--- Start of Data provided ---

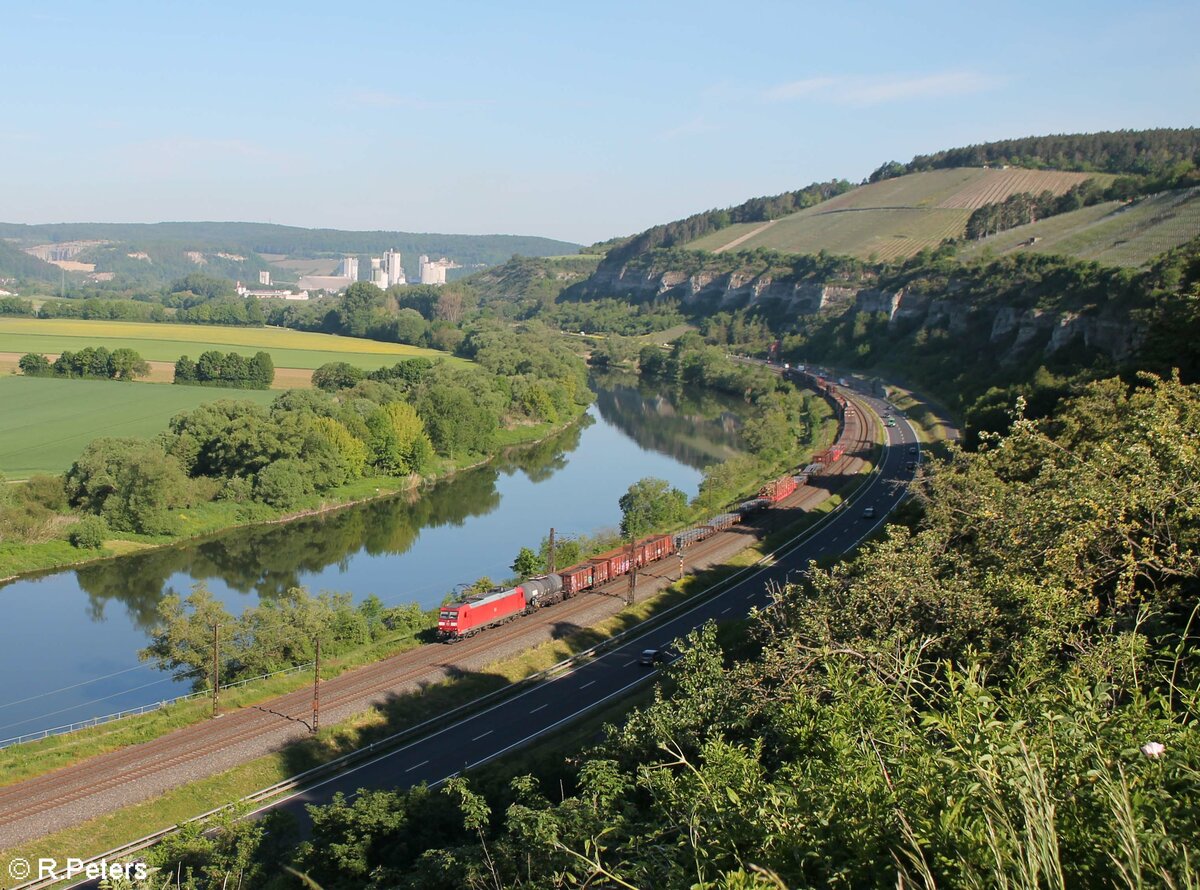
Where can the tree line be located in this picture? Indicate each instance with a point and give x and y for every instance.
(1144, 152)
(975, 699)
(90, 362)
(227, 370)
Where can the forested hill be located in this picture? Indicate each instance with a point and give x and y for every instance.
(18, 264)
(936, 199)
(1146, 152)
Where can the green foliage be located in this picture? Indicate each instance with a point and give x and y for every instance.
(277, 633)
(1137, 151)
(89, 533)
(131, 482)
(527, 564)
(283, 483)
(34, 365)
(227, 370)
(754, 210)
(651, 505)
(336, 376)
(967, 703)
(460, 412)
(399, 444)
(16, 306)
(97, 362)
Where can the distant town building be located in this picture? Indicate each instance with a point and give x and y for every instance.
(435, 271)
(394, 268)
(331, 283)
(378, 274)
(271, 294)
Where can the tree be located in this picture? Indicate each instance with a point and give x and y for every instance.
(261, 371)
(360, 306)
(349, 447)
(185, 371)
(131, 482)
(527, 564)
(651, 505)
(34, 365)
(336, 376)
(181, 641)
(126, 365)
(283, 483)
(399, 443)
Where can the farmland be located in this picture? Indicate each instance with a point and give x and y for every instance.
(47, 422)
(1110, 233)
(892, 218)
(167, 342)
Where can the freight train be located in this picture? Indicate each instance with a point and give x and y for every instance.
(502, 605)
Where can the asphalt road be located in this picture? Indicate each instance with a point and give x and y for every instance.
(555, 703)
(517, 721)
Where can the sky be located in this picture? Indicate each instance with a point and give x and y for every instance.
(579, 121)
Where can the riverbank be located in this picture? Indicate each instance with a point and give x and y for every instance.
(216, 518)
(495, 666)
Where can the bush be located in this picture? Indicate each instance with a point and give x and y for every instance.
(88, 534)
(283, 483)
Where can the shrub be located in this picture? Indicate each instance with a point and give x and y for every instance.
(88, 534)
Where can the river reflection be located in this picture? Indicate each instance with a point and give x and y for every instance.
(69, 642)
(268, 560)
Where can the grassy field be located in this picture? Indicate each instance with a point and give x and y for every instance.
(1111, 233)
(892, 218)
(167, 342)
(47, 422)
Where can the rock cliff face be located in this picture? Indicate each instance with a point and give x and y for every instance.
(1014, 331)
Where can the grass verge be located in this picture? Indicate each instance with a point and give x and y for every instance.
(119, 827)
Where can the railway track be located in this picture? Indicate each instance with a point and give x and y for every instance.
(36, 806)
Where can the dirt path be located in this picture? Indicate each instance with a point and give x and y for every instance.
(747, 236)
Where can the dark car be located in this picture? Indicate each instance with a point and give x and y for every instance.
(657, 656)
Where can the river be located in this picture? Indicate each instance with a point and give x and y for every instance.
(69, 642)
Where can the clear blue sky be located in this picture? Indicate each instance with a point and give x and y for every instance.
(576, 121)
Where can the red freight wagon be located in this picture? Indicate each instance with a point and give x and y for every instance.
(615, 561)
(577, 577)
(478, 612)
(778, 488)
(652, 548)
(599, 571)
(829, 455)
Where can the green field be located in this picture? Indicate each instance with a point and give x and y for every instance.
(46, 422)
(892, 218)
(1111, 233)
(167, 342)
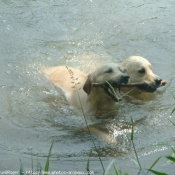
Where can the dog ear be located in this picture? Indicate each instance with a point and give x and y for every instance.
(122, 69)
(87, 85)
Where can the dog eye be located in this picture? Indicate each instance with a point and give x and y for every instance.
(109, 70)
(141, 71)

--- End of Data provided ---

* **Requirements**:
Rewrite the data from the beginning through the line with "(1146, 152)", both ends included, replacing "forested hill" with "wooded hill" and leaving everything else unchanged. Omit the pictures from your answer.

* **Full answer**:
Where can the tree line be located in this picture? Indicate each instance with a point and give x and y for every instance.
(1144, 152)
(975, 699)
(90, 362)
(227, 370)
Where can the wooded hill be located in this picture? Indicate each instance with a point and give x and y for every instance.
(18, 264)
(936, 199)
(1146, 152)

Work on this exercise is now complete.